### Textausschnitt
Dass der in der Nähe von Manchester aufgewachsene Brite ein wahrhaft herzensguter und couragierter Mensch ist, stellte er im September vergangenen Jahres eindrucksvoll zur Schau: Beim Technique Festival in Athen kam es zu einem Disput zwischen den Zuschauern. Während sich die meisten Stars wohl nicht von einer kleinen Auseinandersetzung zwischen Volltrunkenen beirren lassen würden, unterbrach Carl Cox kurzerhand sein Set und wandte sich an das Publikum: „Es ist gerade zu schön hier für diese Aggression. Ich bin zu glücklich, um so einen Mist zu sehen.“ Erst als die Situation bereinigt war, setzte er sein Set unter tosendem Applaus fort.

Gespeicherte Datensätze

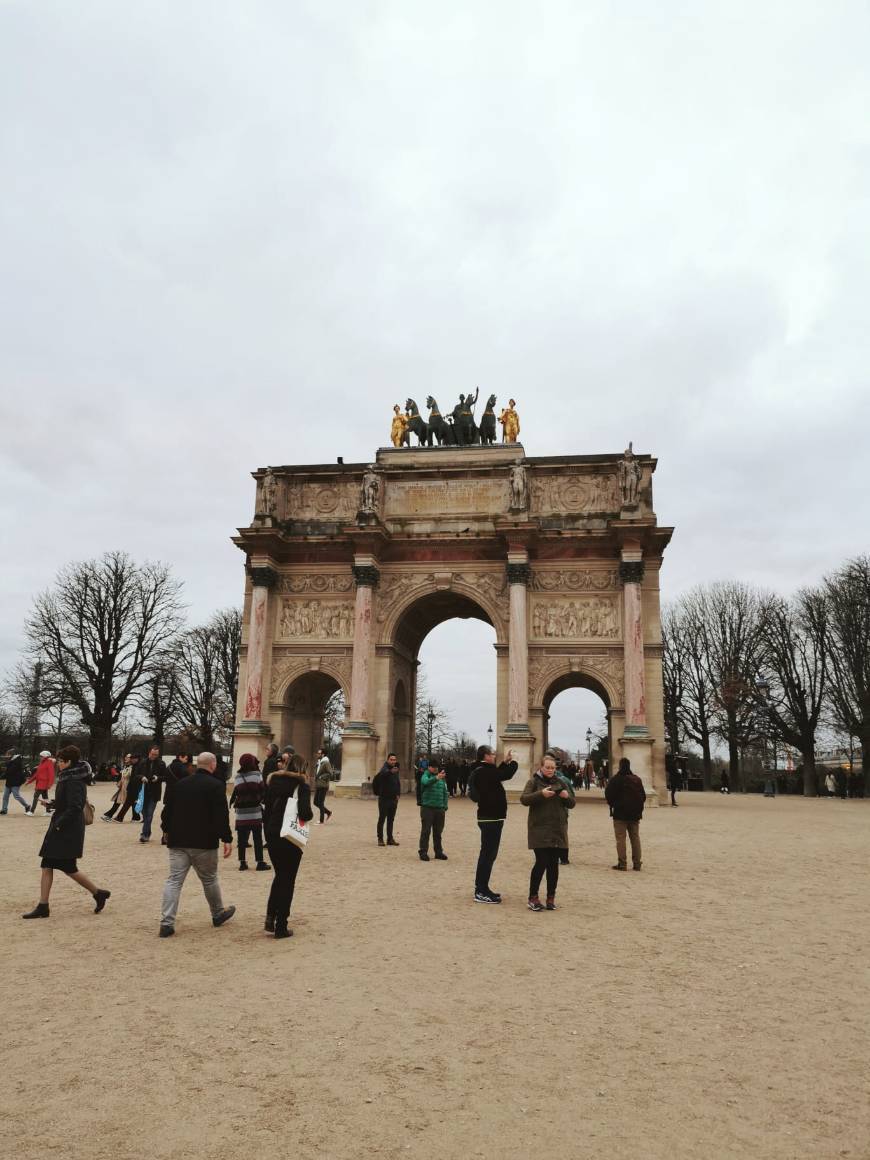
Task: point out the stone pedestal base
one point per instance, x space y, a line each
251 737
359 744
521 740
636 745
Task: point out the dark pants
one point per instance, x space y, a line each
37 795
256 834
386 813
147 814
546 861
490 842
285 858
320 802
432 823
130 804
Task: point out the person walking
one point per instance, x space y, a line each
43 778
323 775
388 787
486 787
247 800
433 811
152 773
626 797
549 799
120 796
64 842
270 762
675 780
285 855
196 820
15 777
131 791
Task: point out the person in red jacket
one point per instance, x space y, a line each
43 778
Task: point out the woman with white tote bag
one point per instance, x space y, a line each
287 812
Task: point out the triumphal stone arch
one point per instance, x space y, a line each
349 566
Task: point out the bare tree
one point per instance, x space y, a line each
101 626
226 626
733 644
795 652
432 723
202 704
158 697
847 593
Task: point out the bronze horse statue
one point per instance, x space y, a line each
439 426
418 425
487 421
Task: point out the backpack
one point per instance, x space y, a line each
472 790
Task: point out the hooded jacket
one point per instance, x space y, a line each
65 835
548 817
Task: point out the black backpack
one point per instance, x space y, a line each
472 790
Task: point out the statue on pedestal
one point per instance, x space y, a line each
629 478
268 494
398 427
370 493
519 488
509 421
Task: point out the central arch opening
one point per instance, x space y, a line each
446 681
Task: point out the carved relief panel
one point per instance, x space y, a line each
581 618
333 500
574 580
551 494
320 620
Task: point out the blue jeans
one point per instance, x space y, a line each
490 842
147 813
13 791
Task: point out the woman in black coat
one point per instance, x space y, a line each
64 841
285 856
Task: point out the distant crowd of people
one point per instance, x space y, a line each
195 819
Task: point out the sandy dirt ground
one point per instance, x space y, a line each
713 1006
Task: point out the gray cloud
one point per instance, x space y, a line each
236 234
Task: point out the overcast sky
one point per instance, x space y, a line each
234 233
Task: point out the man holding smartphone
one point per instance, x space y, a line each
487 789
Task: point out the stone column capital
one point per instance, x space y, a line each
365 575
631 572
263 577
519 573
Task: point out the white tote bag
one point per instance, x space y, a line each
291 828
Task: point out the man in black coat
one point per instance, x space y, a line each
152 771
626 797
388 787
486 788
195 820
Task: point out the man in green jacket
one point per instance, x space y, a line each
433 810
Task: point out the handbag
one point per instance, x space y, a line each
291 828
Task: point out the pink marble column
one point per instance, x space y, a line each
631 573
517 646
367 578
263 579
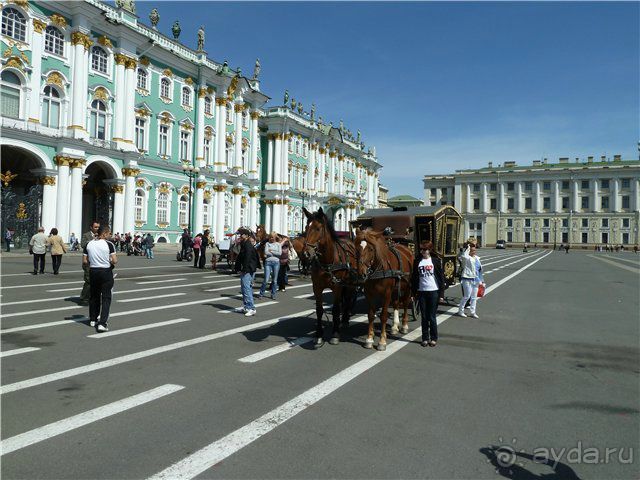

### Aufgabe 1
Fasse den Textausschnitt über Carl Cox in zwei Sätzen zusammen.
### Aufgabe 2
Führe den Textausschnitt über Carl Cox ab seinem letzten Satz weiter.
Die Datensätze stehen in keinem Zusammenhang mit dem Text.

### Antwort 1
Beim Technique Festival in Athen unterbrach der nahe Manchester aufgewachsene Carl Cox im September vergangenen Jahres sein Set, als es unter den Zuschauern zu einem Streit kam, und sagte dem Publikum, es sei gerade zu schön für diese Aggression. Erst nachdem die Situation bereinigt war, setzte er sein Set unter tosendem Applaus fort.

### Antwort 2
Auch abseits der Decks heißt es: Vollgas!

Fernab des Musikgeschehens gilt Carl Cox übrigens als bekennender Motorsport-Fan und betreibt sogar einen eigenen Rennstall namens „Carl Cox Motor Sport“, der unter anderem den britischen Motorradrennfahrer Michael Dunlop sponsert. Und auch Carl Cox selbst setzt sich gelegentlich hinter das Steuer eines Rennboliden – am 18. Mai nahm er mit seinem Ford Mustang an einem Supercars-E-Series-Celebrity-Race teil. „Rennsport und Autos sind in meinem Blut, genau wie die Musik“, so der Gewinner der DJ-Mag-Auszeichnung „Bester DJ der Welt“ gegenüber Motorsport.com.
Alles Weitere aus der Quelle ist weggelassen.